Required task 1: Please retype the part of the passage on architecture students and AI starting at "The third task" and ending at "into tangible representations.".
Required task 2:
Answer these questions from the passage on architecture students and AI:
(a) Which architectural features did the hand-drawn sketches focus on?
(b) Which two architectural typologies does Figure 9c depict?
(c) In the last task, what did students use to rebuild ancient structures?

Page extract:
========================================================================
The third task involved prompting students to rapidly sketch specific architectural elements or buildings they had recently studied, followed by providing textual descriptions of their sketches to an AI tool. The hand-drawn sketches (depicted in Figure 9a,b,f) focused on architectural features such as columns and vaults. These sketches showcased the students’ analytical understanding of the structures, reflecting their comprehension of layout and three-dimensional aspects. Meanwhile, Figure 9c depicts various architectural typologies, such as the ancient Egyptian Mastaba and the Sumerian Ziggurat. The focus was on assessing the AI’s capability to transform these sketches into realistic 3D visuals. The AI-generated counterparts demonstrated an enhanced ability to capture proportions, realism, and colors, effectively translating the students’ ideas into tangible representations.

In the last task of revisiting unfinished or damaged historic buildings (Figure 10), students rebuilt ancient structures using their knowledge of architectural history and AI image generators. This exercise tested the accuracy and creativity of AI image generators in architectural reconstruction while showcasing students’ historical understanding.
========================================================================
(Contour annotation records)
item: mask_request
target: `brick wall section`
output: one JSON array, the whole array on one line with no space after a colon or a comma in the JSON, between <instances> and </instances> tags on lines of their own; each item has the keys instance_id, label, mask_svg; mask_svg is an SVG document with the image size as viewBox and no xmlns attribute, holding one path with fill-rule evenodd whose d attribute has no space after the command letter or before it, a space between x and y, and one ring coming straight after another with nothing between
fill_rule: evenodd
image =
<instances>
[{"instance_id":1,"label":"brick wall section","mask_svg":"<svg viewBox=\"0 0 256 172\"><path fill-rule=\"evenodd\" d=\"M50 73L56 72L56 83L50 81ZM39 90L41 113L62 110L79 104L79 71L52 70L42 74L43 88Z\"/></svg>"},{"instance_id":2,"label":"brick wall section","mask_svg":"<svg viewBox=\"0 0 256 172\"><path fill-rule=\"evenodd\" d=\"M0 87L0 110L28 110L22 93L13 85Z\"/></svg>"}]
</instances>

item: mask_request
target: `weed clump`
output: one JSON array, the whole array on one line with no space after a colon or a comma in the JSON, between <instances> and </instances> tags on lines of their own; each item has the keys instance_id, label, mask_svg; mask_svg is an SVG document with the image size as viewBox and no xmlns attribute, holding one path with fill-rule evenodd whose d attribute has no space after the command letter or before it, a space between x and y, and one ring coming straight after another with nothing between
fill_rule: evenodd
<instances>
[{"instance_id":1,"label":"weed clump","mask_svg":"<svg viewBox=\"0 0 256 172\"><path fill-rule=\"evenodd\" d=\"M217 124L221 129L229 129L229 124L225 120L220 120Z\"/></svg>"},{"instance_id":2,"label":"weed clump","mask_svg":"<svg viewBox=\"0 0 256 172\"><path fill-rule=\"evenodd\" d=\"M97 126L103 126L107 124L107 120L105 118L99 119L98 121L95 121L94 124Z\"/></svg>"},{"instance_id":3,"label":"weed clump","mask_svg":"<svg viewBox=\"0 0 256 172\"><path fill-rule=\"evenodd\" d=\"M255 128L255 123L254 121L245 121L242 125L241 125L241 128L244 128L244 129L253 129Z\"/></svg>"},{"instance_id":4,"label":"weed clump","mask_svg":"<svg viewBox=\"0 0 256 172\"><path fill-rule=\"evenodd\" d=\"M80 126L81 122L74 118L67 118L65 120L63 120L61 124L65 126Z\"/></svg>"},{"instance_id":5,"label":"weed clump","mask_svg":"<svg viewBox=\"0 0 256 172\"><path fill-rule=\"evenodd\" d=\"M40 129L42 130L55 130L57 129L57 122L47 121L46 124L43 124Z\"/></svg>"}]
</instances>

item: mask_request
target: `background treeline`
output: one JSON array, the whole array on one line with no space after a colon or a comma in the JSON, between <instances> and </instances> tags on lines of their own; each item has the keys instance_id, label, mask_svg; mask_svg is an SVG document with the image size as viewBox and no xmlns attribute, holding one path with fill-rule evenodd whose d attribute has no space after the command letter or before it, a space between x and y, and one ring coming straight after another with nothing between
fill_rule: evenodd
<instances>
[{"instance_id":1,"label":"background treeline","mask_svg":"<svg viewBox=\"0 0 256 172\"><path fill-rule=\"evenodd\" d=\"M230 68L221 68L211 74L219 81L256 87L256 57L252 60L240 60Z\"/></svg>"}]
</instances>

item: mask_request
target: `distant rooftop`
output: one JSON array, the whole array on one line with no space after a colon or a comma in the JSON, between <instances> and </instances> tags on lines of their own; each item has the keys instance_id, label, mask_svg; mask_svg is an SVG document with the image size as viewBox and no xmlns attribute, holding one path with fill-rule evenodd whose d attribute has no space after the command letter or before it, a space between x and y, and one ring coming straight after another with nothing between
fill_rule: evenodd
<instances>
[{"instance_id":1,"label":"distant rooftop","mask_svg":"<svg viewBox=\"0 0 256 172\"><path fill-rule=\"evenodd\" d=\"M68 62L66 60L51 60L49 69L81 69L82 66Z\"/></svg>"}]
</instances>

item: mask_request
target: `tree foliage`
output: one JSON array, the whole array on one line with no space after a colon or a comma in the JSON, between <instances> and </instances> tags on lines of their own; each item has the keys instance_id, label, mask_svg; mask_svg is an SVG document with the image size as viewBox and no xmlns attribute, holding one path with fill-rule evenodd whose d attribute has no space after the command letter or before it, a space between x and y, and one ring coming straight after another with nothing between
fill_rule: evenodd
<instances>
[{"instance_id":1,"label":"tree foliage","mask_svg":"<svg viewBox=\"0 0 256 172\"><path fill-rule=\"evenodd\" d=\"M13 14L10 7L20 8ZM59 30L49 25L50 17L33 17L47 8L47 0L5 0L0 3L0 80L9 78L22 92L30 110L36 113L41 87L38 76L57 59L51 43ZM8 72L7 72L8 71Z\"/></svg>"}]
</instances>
========================================================================
Right answer 1:
The third task involved prompting students to rapidly sketch specific architectural elements or buildings they had recently studied, followed by providing textual descriptions of their sketches to an AI tool. The hand-drawn sketches (depicted in Figure 9a,b,f) focused on architectural features such as columns and vaults. These sketches showcased the students’ analytical understanding of the structures, reflecting their comprehension of layout and three-dimensional aspects. Meanwhile, Figure 9c depicts various architectural typologies, such as the ancient Egyptian Mastaba and the Sumerian Ziggurat. The focus was on assessing the AI’s capability to transform these sketches into realistic 3D visuals. The AI-generated counterparts demonstrated an enhanced ability to capture proportions, realism, and colors, effectively translating the students’ ideas into tangible representations.

Right answer 2:
(a) Columns and vaults.
(b) The ancient Egyptian Mastaba and the Sumerian Ziggurat.
(c) Their knowledge of architectural history and AI image generators.